Requirements - Copy out the listing below, switching every "tortoise" to "turtle" and leaving everything else unchanged.

=== Input material ===

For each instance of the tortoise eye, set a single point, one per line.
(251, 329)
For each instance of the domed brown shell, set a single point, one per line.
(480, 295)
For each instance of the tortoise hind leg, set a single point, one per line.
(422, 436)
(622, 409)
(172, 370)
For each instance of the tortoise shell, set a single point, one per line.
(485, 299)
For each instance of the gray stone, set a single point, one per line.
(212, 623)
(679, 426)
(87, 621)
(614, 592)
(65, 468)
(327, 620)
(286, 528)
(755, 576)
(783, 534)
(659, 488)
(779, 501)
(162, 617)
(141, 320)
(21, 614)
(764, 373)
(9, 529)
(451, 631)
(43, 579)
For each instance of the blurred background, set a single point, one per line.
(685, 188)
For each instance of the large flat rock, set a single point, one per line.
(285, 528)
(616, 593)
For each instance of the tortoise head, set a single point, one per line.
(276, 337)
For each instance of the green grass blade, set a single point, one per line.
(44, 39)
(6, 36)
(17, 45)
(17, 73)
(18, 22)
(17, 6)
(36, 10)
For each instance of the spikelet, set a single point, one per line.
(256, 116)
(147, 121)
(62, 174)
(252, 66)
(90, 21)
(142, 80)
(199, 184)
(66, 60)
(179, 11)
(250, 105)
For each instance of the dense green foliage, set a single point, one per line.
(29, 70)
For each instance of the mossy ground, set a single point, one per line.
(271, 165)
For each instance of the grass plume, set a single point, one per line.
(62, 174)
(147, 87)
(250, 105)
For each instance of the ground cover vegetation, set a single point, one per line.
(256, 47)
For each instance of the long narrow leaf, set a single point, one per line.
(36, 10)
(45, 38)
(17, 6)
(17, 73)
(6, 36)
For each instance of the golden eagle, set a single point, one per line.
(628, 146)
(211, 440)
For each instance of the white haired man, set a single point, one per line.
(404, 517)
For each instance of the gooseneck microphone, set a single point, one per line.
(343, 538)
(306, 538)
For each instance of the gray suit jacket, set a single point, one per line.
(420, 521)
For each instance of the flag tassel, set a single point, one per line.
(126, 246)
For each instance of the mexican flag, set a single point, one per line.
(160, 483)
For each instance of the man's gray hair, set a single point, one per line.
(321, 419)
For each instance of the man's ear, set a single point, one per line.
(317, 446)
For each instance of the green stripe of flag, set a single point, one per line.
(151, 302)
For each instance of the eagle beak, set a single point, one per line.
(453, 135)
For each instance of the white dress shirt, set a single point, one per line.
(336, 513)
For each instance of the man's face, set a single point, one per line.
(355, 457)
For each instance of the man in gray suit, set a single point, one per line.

===

Task result -
For each instance of the turtle eye, set a single point, one per line.
(251, 329)
For each instance of the domed brown shell, set a single point, one per line.
(480, 295)
For each instance of the turtle hind leg, set a single point, one per line.
(422, 436)
(622, 409)
(172, 370)
For each instance of the turtle shell, set a single point, one per line.
(485, 299)
For each instance of the gray stone, set a single point, one per line.
(212, 623)
(679, 426)
(87, 621)
(614, 592)
(65, 468)
(327, 620)
(286, 528)
(755, 576)
(783, 534)
(659, 488)
(779, 501)
(162, 617)
(141, 320)
(21, 614)
(764, 373)
(9, 529)
(451, 631)
(43, 579)
For each instance of the blurred background, set a single point, one per line.
(685, 188)
For each instance of the large flat rock, set a single point, one per line.
(285, 528)
(616, 593)
For each instance of the turtle head, set a single point, one per line.
(276, 337)
For each instance of the green grass blade, set a single point, one per line.
(44, 39)
(6, 36)
(17, 45)
(17, 73)
(18, 22)
(17, 6)
(36, 10)
For each instance of the spikelet, set a single point, one per line.
(256, 116)
(147, 121)
(62, 174)
(252, 66)
(90, 21)
(142, 80)
(199, 184)
(66, 60)
(179, 11)
(250, 105)
For each instance of the dense green foliage, set a single point, one per line.
(29, 70)
For each instance of the mossy ground, set a single point, one per line.
(271, 165)
For each instance of the grass plume, set a single point, one per line.
(62, 174)
(147, 87)
(250, 105)
For each instance of the ground cover vegetation, set a single point, one per line.
(256, 47)
For each instance of the long narrow leaf, set a single point, one per line.
(36, 10)
(45, 38)
(17, 6)
(17, 73)
(6, 36)
For each instance of the golden eagle, set a single point, one per line.
(628, 146)
(211, 440)
For each instance of the white haired man, set a single point, one per line.
(404, 517)
For each instance of the gooseneck microphone, set a single point, one per line.
(343, 538)
(306, 538)
For each instance of the gray suit jacket, set a single point, one per line.
(420, 521)
For each instance of the flag tassel, set a single point, one per line.
(126, 246)
For each instance of the mexican flag, set a single point, one per line.
(160, 483)
For each instance of the man's gray hair, set a single point, one per line.
(321, 419)
For each instance of the man's ear, set a single point, one per line.
(317, 446)
For each instance of the green stripe of flag, set a single point, one per line.
(151, 302)
For each instance of the eagle beak, set a single point, one per line.
(453, 135)
For each instance of the white dress shirt, set a single point, one per line.
(336, 513)
For each instance of the man's face, set a single point, one per line.
(355, 457)
For each instance of the man in gray suit, set a single point, one per line.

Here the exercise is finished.